═══ PROVIDED INFORMATION

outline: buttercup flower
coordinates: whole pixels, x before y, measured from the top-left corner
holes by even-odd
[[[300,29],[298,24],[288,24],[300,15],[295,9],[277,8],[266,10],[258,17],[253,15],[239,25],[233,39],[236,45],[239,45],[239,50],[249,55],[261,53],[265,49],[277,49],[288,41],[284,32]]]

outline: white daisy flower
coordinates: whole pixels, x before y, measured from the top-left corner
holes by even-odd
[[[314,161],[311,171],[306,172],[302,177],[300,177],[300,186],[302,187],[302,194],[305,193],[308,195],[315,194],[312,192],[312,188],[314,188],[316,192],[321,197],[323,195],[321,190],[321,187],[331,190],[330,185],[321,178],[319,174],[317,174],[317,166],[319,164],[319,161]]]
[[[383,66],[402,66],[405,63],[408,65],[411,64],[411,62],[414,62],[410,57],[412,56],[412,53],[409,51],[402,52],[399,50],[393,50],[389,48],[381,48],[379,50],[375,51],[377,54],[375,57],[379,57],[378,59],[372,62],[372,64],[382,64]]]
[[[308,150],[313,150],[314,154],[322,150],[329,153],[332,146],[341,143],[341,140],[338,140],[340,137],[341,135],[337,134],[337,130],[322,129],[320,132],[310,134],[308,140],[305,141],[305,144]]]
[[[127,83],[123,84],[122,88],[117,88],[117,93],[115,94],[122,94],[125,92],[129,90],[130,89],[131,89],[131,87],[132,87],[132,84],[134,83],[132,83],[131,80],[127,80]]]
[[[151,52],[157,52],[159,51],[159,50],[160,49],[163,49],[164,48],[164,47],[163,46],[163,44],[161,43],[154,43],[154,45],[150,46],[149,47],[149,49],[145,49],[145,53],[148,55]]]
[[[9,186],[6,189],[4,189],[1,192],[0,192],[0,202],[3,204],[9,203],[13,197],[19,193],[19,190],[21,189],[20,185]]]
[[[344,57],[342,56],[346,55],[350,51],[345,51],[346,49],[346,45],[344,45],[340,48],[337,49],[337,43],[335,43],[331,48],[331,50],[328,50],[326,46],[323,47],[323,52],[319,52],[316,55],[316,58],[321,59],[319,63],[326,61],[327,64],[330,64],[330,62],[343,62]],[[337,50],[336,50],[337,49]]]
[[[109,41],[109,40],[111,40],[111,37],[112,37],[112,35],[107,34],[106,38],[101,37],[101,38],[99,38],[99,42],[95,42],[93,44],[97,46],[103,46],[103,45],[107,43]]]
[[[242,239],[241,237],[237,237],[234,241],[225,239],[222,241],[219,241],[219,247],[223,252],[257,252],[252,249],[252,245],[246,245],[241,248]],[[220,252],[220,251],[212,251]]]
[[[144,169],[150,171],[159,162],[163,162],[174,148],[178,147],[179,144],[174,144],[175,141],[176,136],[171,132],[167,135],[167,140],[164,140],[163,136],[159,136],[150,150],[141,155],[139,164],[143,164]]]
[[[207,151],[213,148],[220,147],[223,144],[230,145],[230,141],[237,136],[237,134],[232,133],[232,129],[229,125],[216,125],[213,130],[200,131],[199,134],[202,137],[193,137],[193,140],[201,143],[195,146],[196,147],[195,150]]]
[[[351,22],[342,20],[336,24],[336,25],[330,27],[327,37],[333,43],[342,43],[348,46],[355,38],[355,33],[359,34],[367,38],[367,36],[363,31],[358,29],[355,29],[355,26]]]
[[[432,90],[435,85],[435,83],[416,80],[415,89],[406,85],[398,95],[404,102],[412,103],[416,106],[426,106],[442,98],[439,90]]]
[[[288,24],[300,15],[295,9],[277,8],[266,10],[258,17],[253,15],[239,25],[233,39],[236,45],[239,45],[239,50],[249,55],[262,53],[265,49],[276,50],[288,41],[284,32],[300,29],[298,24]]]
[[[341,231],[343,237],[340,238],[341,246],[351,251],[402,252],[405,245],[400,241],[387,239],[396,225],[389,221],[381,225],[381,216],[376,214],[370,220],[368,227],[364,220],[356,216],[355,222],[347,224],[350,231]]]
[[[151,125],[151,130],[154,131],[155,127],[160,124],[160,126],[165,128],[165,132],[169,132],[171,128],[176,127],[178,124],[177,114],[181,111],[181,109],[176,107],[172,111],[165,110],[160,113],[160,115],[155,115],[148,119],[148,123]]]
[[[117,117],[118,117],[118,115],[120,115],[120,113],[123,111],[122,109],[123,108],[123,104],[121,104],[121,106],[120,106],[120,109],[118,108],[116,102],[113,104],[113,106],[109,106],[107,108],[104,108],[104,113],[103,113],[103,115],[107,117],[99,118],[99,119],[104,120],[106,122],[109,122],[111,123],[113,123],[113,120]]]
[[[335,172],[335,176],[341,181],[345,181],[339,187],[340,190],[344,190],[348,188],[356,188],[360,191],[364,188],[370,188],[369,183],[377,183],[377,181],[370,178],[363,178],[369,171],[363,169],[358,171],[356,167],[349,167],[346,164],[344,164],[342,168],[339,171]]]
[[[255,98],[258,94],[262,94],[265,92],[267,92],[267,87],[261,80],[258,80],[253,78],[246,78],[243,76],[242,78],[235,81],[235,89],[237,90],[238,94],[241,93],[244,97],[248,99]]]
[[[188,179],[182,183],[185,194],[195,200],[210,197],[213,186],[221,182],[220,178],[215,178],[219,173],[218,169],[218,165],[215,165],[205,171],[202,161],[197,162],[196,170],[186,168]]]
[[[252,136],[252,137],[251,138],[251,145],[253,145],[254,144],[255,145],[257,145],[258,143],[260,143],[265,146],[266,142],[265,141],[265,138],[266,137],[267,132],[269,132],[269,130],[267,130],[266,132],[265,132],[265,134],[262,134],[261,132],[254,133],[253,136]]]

══════
═══ PROVIDED INFORMATION

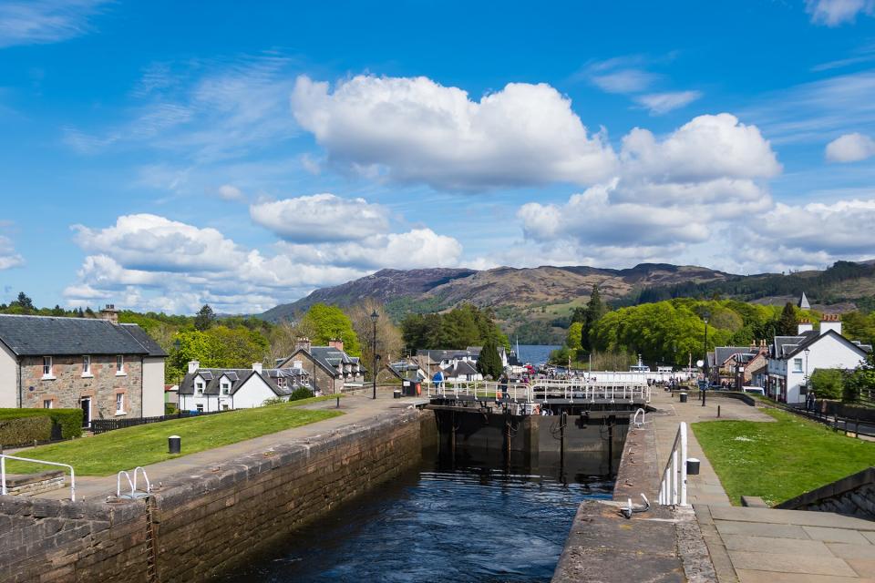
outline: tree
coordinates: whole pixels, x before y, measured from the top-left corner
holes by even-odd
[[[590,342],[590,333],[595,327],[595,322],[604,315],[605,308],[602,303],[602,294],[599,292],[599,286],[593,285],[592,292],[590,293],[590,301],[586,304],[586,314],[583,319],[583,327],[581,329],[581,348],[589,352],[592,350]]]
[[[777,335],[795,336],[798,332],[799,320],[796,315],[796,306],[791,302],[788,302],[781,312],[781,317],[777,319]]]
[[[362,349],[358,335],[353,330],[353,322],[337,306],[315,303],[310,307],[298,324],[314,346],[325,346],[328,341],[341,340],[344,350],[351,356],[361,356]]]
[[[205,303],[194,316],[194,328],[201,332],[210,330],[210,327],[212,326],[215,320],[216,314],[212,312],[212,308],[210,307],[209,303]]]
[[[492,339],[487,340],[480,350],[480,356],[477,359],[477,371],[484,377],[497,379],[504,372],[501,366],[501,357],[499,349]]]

══════

GIVEN TASK: Pick out every line in the material above that contains the word "flower" and copy each of those lines.

RESPONSE TO THIS TASK:
outline: buttercup flower
outline: white daisy flower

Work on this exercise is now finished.